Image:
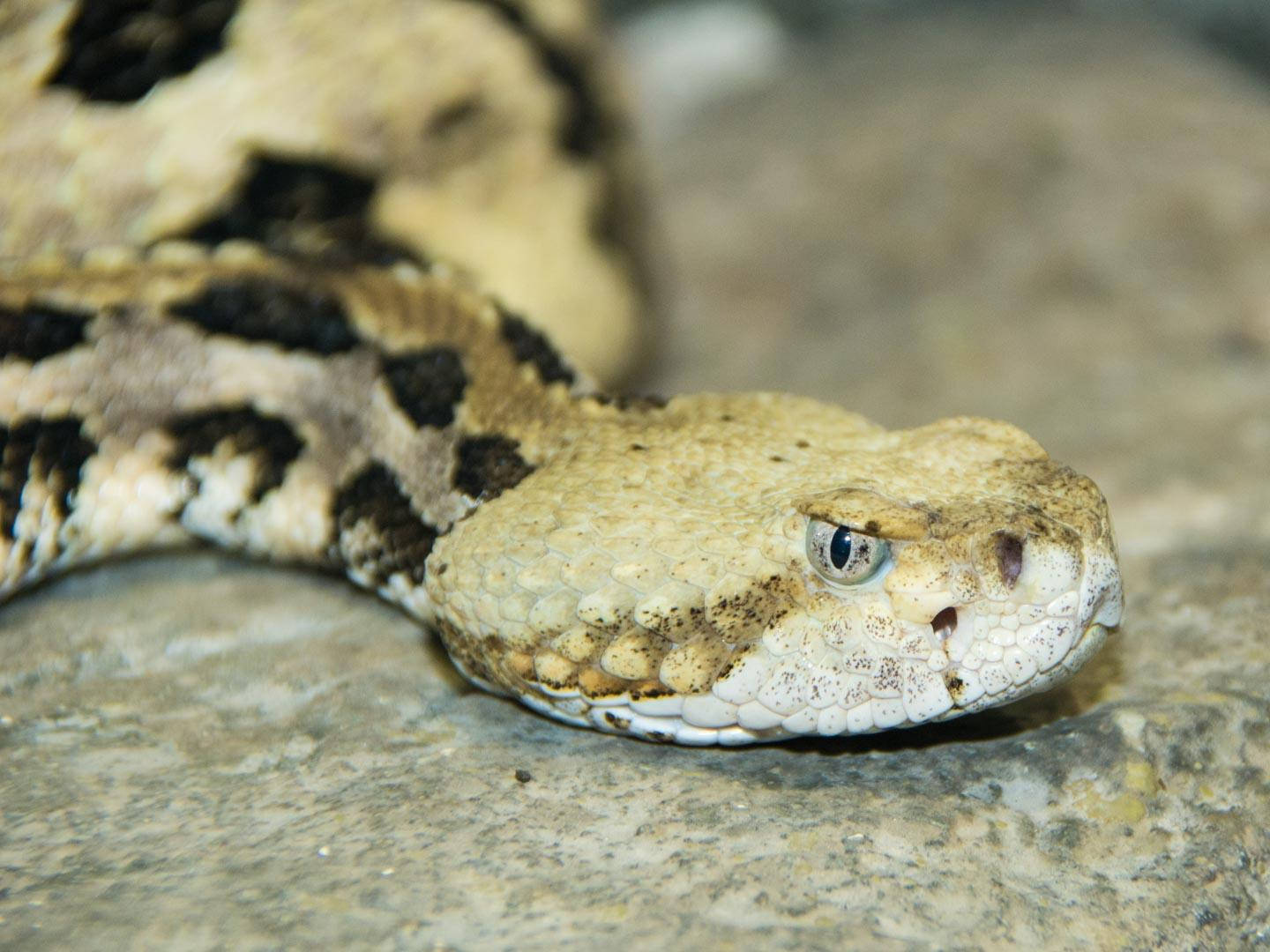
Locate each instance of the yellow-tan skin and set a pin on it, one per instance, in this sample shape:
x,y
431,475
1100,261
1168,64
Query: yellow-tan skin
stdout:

-.-.-

* [Exercise goal] Print the data above word for word and line for line, but leave out the picture.

* [Solution to this problem]
Image:
Locate each instance of the yellow-tan skin and set a pin on it, one per instance, in this sample shape:
x,y
431,475
1100,261
1168,64
Query: yellow-tan skin
stdout:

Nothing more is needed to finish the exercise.